*Gezeigter Textausschnitt*
Marktradikalismus

Marktradikalismus

Marktfundamentalismus ist ein politisches Schlagwort, mit dem abwertend wirtschaftsliberale Positionen bezeichnet werden. Ähnliche Ausdrücke sind Marktradikalismus oder Marktideologie.[1]

Inhaltsverzeichnis

Verwendung

Der Ausdruck Marktfundamentalismus wurde durch George Soros popularisiert, aber schon vorher von Jonathan Benthall verwendet.[2] Laut Soros sind Marktfundamentalisten Menschen, die „glauben, dass Märkte ein Gleichgewicht anstreben und dass dem Allgemeinwohl am besten gedient ist, wenn man den Teilnehmern erlaubt, ihre Eigeninteressen zu verfolgen.“[3] Zur Bedeutung in der globalisierten Ökonomie schreibt Soros: „Der Marktfundamentalismus ist inzwischen so mächtig, dass alle politischen Kräfte, die sich ihm zu widersetzen wagen, kurzerhand als sentimental, unlogisch oder naiv gebrandmarkt werden.[4]

Im Jahr 1997 verurteilte Heiner Geißler den seiner Ansicht nach „globalen Marktfundamentalismus“ als den „neuen Götzen der Börsenjobber, Aktionäre und Industrierepräsentanten“.[5]

Der Bundesverband für Wirtschaftsförderung und Außenwirtschaft beschreibt Marktfundamentalismus als Propagierung von "Freihandel und freier Marktwirtschaft ohne wirksamen sozialen, kulturellen und ökologischen Ordnungsrahmen als erstrebenswertes gesellschaftliches System“.[6]

Der ehemalige Weltbankvorsitzende Joseph Stiglitz vertrat in seiner Nobelpreisrede die Ansicht, dass der Washingtoner Konsens auf „marktfundamentalistischen Grundsätzen“ basiere.[7][8] Die zugrundeliegende "Ideologie" beruhe auf der Verabsolutierung des Adam Smith zugeschriebenen Modells, nachdem Marktkräfte die Volkswirtschaft wie von unsichtbarer Hand zu effizienten Ergebnissen führen würden.[9] Dabei bleibe unberücksichtigt, dass das Marktsystem vollständigen Wettbewerb und vollkommene Information erfordere.[10]

Die weltweite Finanzkrise 2008 bezeichnete Stiglitz als Ende des Marktfundamentalismus.

„Der Fall der Wall Street ist für den Markt-Fundamentalismus das, was der Fall der Mauer für den Kommunismus war.“

Joseph E. Stiglitz: "Wie der Fall der Mauer" - FR-online[11]

Jagdish Bhagwati hingegen vermag keinen Marktfundamentalismus zu erkennen:

„Welcher Marktfundamentalismus? […] Ich habe in den letzten Jahren kaum Deregulierung gesehen, dafür aber viel gescheiterte Regulierung.“

Jagdish Bhagwati: Welcher Marktfundamentalismus[12]

Vielmehr beklagt er einen antimarktwirtschaftlichen Fundamentalismus, der jetzt überall wachse.

*Auszüge aus Einträgen*
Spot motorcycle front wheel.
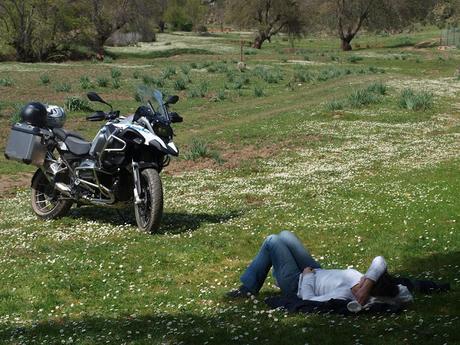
[31,170,73,219]
[134,169,163,234]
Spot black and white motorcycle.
[5,90,182,233]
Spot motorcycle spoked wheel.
[31,170,73,219]
[134,169,163,234]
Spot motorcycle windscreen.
[153,90,170,122]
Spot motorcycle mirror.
[166,95,179,104]
[86,92,112,108]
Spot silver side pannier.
[5,123,47,166]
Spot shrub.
[54,83,72,92]
[348,89,379,108]
[160,66,176,79]
[153,78,165,87]
[216,62,228,73]
[80,75,93,90]
[133,89,144,103]
[142,75,156,85]
[369,66,385,74]
[40,74,50,85]
[10,103,24,125]
[367,81,388,96]
[207,65,217,73]
[216,89,227,101]
[347,55,363,63]
[254,86,265,97]
[0,77,13,87]
[180,65,191,75]
[112,78,121,89]
[399,89,433,111]
[96,77,109,87]
[174,78,187,91]
[184,139,211,160]
[293,67,313,83]
[64,96,92,111]
[244,48,257,55]
[184,139,224,164]
[233,79,244,90]
[326,100,345,112]
[189,81,209,98]
[110,68,121,79]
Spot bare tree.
[0,0,72,61]
[88,0,135,54]
[334,0,375,51]
[0,0,36,61]
[228,0,301,49]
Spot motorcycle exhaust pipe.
[54,182,70,197]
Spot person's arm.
[304,288,350,302]
[352,256,388,305]
[297,267,315,300]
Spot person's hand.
[352,276,374,305]
[303,267,315,274]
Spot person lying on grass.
[227,231,412,307]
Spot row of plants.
[325,82,433,112]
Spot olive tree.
[227,0,302,49]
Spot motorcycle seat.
[64,135,91,156]
[53,128,85,141]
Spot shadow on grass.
[69,206,242,234]
[398,251,460,285]
[0,312,351,345]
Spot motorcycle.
[5,90,183,233]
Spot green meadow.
[0,29,460,345]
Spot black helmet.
[21,102,47,127]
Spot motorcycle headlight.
[153,122,172,138]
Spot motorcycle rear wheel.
[134,169,163,234]
[31,170,73,219]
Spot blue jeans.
[240,231,321,296]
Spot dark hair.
[371,271,399,297]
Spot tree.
[305,0,436,51]
[0,0,75,61]
[335,0,375,51]
[228,0,302,49]
[82,0,135,55]
[164,0,207,31]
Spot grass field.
[0,31,460,344]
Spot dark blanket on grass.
[265,278,450,315]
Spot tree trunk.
[94,35,108,56]
[158,20,166,33]
[252,32,269,49]
[341,38,353,52]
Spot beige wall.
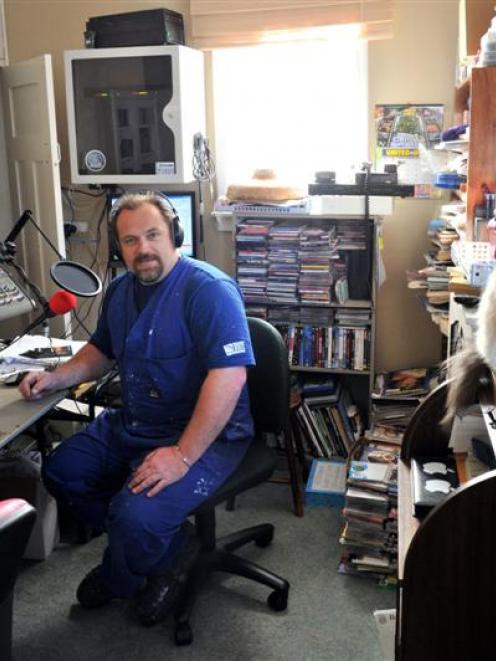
[5,0,189,185]
[369,0,458,370]
[5,0,458,369]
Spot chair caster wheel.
[174,622,193,647]
[255,530,274,549]
[267,590,288,611]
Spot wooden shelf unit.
[233,212,376,422]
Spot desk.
[395,383,496,661]
[0,385,67,448]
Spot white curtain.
[213,27,368,195]
[190,0,394,49]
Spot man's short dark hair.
[110,191,175,242]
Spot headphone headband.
[110,190,184,254]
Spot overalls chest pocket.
[124,351,203,424]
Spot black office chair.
[174,318,289,645]
[0,498,36,661]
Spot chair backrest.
[248,317,289,434]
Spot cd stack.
[298,226,337,305]
[236,219,274,316]
[338,443,398,584]
[336,219,368,250]
[267,224,304,305]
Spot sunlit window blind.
[213,26,368,195]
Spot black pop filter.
[50,260,102,298]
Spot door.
[0,55,65,330]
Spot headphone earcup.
[172,215,184,248]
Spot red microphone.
[23,289,77,335]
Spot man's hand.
[129,446,188,496]
[19,371,60,400]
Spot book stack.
[236,219,274,306]
[365,367,439,445]
[407,217,459,332]
[338,443,398,581]
[290,379,362,459]
[267,223,305,304]
[298,225,337,305]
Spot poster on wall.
[374,103,446,197]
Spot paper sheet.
[0,335,86,382]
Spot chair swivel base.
[174,524,289,645]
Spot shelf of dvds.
[233,209,376,434]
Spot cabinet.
[396,383,496,661]
[234,207,376,428]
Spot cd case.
[410,454,460,518]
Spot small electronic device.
[2,370,31,386]
[410,454,459,518]
[64,46,205,185]
[108,189,197,266]
[0,266,36,321]
[84,8,184,48]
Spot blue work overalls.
[44,260,253,597]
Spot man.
[19,193,254,624]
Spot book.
[372,367,436,397]
[348,461,392,486]
[305,459,346,507]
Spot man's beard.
[133,253,164,285]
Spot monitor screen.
[109,191,196,262]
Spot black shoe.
[136,523,200,626]
[76,565,114,608]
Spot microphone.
[23,289,77,335]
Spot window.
[212,26,368,195]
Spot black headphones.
[109,191,184,261]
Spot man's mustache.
[134,253,157,264]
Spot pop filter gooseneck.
[5,209,102,298]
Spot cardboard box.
[305,458,347,507]
[0,454,59,560]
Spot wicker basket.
[451,241,496,287]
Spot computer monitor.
[108,191,196,264]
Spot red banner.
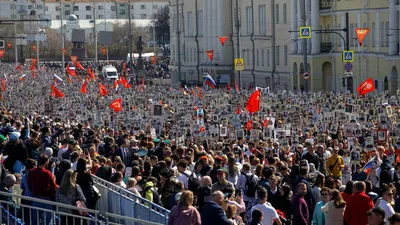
[206,50,214,61]
[150,55,157,64]
[356,28,371,46]
[70,55,78,65]
[219,37,228,46]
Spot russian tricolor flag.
[53,74,64,83]
[203,73,216,88]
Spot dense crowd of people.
[0,59,400,225]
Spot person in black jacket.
[76,158,99,209]
[201,191,232,225]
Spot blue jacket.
[201,202,232,225]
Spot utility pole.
[236,0,241,89]
[299,0,308,92]
[60,0,65,75]
[176,0,182,82]
[93,0,99,63]
[127,0,133,73]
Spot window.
[258,5,267,35]
[379,22,385,47]
[385,22,390,47]
[261,49,264,66]
[257,49,260,66]
[246,7,253,35]
[283,45,287,66]
[187,12,193,36]
[275,46,279,65]
[283,4,287,24]
[275,4,279,24]
[198,10,203,36]
[371,22,376,47]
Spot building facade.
[0,0,169,20]
[170,0,292,89]
[289,0,400,94]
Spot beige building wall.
[290,0,400,94]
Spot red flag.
[15,64,22,73]
[357,78,375,96]
[51,84,65,98]
[140,77,144,91]
[76,61,85,70]
[99,84,107,96]
[119,76,132,88]
[199,125,206,133]
[67,65,76,77]
[246,89,260,113]
[81,79,87,94]
[219,37,228,46]
[235,80,239,93]
[206,50,214,61]
[113,79,118,91]
[1,80,6,92]
[245,120,253,130]
[263,119,268,127]
[110,98,122,112]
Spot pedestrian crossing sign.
[300,27,312,38]
[235,58,244,70]
[342,51,354,62]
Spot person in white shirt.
[251,188,282,225]
[176,159,192,190]
[378,186,395,223]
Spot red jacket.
[344,192,374,225]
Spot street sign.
[235,58,244,70]
[342,51,354,62]
[344,63,353,72]
[300,27,312,38]
[344,72,353,77]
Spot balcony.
[320,42,333,53]
[319,0,333,10]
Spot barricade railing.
[92,175,169,224]
[0,192,106,225]
[106,213,163,225]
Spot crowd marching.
[0,58,400,225]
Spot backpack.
[188,172,200,194]
[243,174,258,197]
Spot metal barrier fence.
[0,192,163,225]
[92,175,169,225]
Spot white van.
[101,65,118,79]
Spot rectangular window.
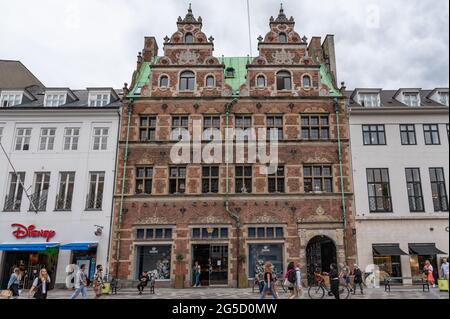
[400,124,417,145]
[423,124,441,145]
[93,127,109,151]
[403,93,420,107]
[266,116,283,140]
[202,166,219,194]
[301,114,330,141]
[139,116,156,142]
[89,93,111,107]
[235,166,253,194]
[136,167,153,195]
[406,168,425,213]
[169,167,186,194]
[367,168,392,213]
[303,165,333,193]
[359,93,380,107]
[45,93,67,107]
[430,168,448,212]
[4,172,25,212]
[15,128,32,151]
[172,116,189,141]
[86,172,105,210]
[55,172,75,211]
[39,128,56,151]
[64,127,80,151]
[30,173,50,212]
[268,166,285,193]
[0,92,23,107]
[363,125,386,145]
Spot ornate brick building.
[111,5,356,286]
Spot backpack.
[288,270,297,284]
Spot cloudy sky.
[0,0,449,89]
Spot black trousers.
[331,279,340,299]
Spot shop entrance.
[1,248,59,289]
[306,236,337,285]
[191,245,228,287]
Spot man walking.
[70,264,87,299]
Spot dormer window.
[89,92,111,107]
[225,68,236,78]
[0,91,23,107]
[358,93,381,107]
[44,92,67,107]
[403,92,420,107]
[184,33,194,44]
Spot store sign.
[11,224,56,242]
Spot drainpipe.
[225,95,241,287]
[334,98,347,262]
[116,99,134,278]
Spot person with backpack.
[29,268,51,299]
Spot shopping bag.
[438,280,448,292]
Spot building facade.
[0,61,121,289]
[110,9,356,287]
[346,88,449,284]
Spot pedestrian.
[94,265,104,299]
[7,268,21,299]
[284,262,296,299]
[352,264,364,295]
[193,261,202,287]
[328,264,340,299]
[138,272,150,295]
[29,268,51,299]
[70,264,87,299]
[441,258,449,286]
[423,260,436,288]
[261,262,278,299]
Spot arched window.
[159,75,169,88]
[302,75,312,89]
[277,71,292,91]
[256,75,266,88]
[180,71,195,91]
[184,33,194,43]
[206,75,215,88]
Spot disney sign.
[11,224,56,242]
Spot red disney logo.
[11,224,56,242]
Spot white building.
[347,89,449,283]
[0,61,120,288]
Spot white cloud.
[0,0,449,89]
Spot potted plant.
[175,254,185,289]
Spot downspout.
[225,96,241,287]
[115,99,134,278]
[334,98,347,251]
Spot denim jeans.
[261,284,278,299]
[70,286,87,299]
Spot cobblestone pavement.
[10,288,449,300]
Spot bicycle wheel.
[339,287,350,299]
[308,286,325,299]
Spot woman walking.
[7,268,21,299]
[29,268,51,299]
[261,263,278,299]
[94,265,103,299]
[423,260,436,288]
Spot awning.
[373,244,408,256]
[0,243,59,251]
[409,244,447,256]
[59,242,98,251]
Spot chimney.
[142,37,158,62]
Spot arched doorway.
[306,236,337,284]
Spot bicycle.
[308,276,350,299]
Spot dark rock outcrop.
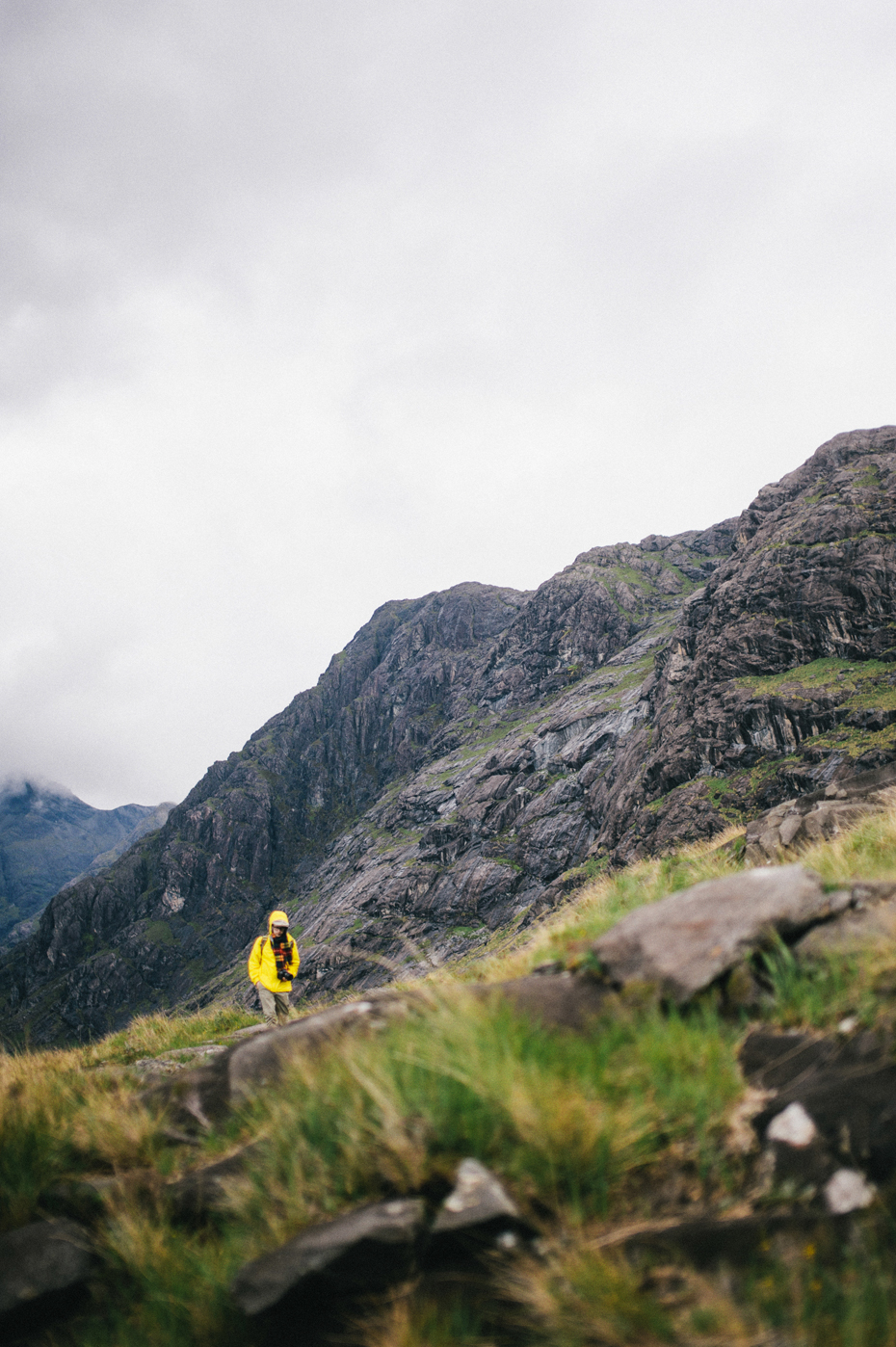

*Kurze Aufgabe*
Schreiben Sie aus dem Text über Marktfundamentalismus die Stelle zwischen „Die weltweite Finanzkrise“ und „jetzt überall wachse.“ einschließlich dieser beiden Wortfolgen unverändert ab. Die Einträge spielen hierfür keine Rolle.

*Antwort zur Aufgabe*
Die weltweite Finanzkrise 2008 bezeichnete Stiglitz als Ende des Marktfundamentalismus.

„Der Fall der Wall Street ist für den Markt-Fundamentalismus das, was der Fall der Mauer für den Kommunismus war.“

Joseph E. Stiglitz: "Wie der Fall der Mauer" - FR-online[11]

Jagdish Bhagwati hingegen vermag keinen Marktfundamentalismus zu erkennen:

„Welcher Marktfundamentalismus? […] Ich habe in den letzten Jahren kaum Deregulierung gesehen, dafür aber viel gescheiterte Regulierung.“

Jagdish Bhagwati: Welcher Marktfundamentalismus[12]

Vielmehr beklagt er einen antimarktwirtschaftlichen Fundamentalismus, der jetzt überall wachse.